┌─ SELECTED EXCERPT

Can you explain what configuration you are using for your physical NIC connected to your vSwitches. Are you using Teaming or Fail Over in the ESXi and if teaming in the vSwitch physical NICs what load balancing are you using Route Based on IP Hash, Route Based on Source MAC, Route Based on Originating Port, or Explicit Failover order? if you are using Teaming internally and a LAG externally is the external LAG static or dynamic and have you got Stacked External Switches? All of these factors are related to each other. For Example if you use teaming internally in ESXi and an external LAG then best practice is Route Based on IP Hash for the Load Balancing to a Static External LAG and if using Stacked Switches the stacking link must support LAG.

The multiple streams working at full bandwidth in iperf suggests a load balancing or routing hash issue relative to the external swtich configuration.

Also I find there is no harm in tweaking the Ring 1 and Small Buffer settings in VMXNET adapters in Windows, it does improve performance considerably but as you suggest it does have a small impact on memory and vCPU to do so but I have found the benefits outweigh the impact. The link I sent you to vswitchzero has more information and is worth reading.

Marcus Erfurth posted Oct 07, 2024 04:53 AM

Hi Nick,

there is VLAN in place. My physical network cards are connected to an Access port (no VLAN tag) on the external switches.

No LACP (LAG) in place, only Load Balancing "Route based on originating virtual port".

Also i dont believe it is my external network setup which causes that because iperf from ESX 1 to ESX 2 via same network is working with 10Gbit straight without the need to use multiple iperf streams.

Anyways I will try to setup a linux based VM to see outcome there...

Marcus Erfurth posted Oct 07, 2024 02:52 PM

So, i quickly installed a CentOs Linux and ran iperf. and what shall i say i get 10Gbits out of the box.

So it is really Windows here with the problems.

But I still dont unterstand, because when doing iper between 2 Windows VMs on same host, it gives me 10Gbits, only if they reside on 2 different hosts, its only 2.5 Gbits.

So confusing...

└─

PROBLEMS -
(A) Copy out the passage of the ESXi networking thread starting at "Marcus Erfurth posted Oct 07, 2024 02:52" and ending at "So confusing...".
(B) Using the ESXi networking thread, answer these:
(i) Which load balancing setting does Marcus Erfurth say he has in place?
(ii) What operating system did he install in a VM to run iperf?
(iii) What speed does he get with iperf between two Windows VMs on two different hosts?
You won't need the records for anything here.

┌─ DATASET EXTRACT

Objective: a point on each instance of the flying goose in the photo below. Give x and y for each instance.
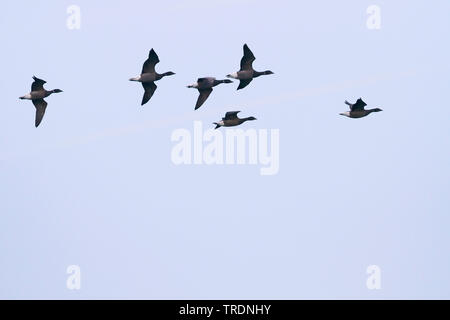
(246, 74)
(204, 87)
(37, 95)
(149, 76)
(231, 119)
(357, 109)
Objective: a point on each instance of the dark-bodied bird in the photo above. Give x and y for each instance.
(204, 87)
(37, 95)
(148, 76)
(357, 109)
(246, 74)
(231, 119)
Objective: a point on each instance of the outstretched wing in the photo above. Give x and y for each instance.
(149, 64)
(358, 105)
(243, 83)
(38, 84)
(231, 115)
(204, 94)
(247, 59)
(40, 105)
(149, 88)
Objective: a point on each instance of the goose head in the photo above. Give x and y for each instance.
(232, 75)
(194, 85)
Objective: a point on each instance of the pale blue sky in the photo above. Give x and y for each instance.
(94, 185)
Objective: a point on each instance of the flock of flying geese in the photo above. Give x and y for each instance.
(205, 85)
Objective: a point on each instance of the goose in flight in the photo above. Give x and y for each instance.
(204, 87)
(37, 95)
(357, 109)
(246, 74)
(231, 119)
(148, 76)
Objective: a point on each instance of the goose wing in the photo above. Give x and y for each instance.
(40, 105)
(149, 88)
(247, 59)
(243, 83)
(38, 84)
(204, 94)
(358, 105)
(149, 64)
(230, 115)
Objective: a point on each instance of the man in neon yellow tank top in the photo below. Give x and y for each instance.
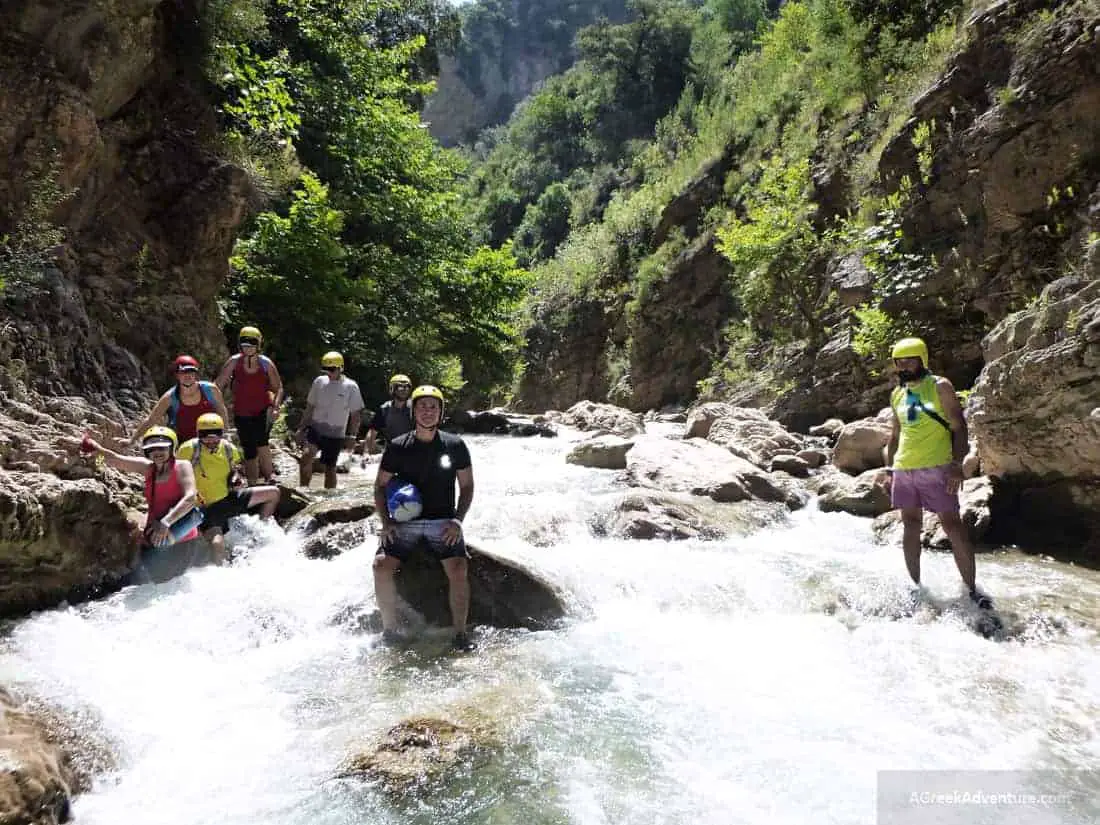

└─

TASK RESULTS -
(A)
Marcus Erfurth posted Oct 07, 2024 02:52 PM

So, i quickly installed a CentOs Linux and ran iperf. and what shall i say i get 10Gbits out of the box.

So it is really Windows here with the problems.

But I still dont unterstand, because when doing iper between 2 Windows VMs on same host, it gives me 10Gbits, only if they reside on 2 different hosts, its only 2.5 Gbits.

So confusing...

(B)
(i) "Route based on originating virtual port"
(ii) CentOs Linux
(iii) 2.5 Gbits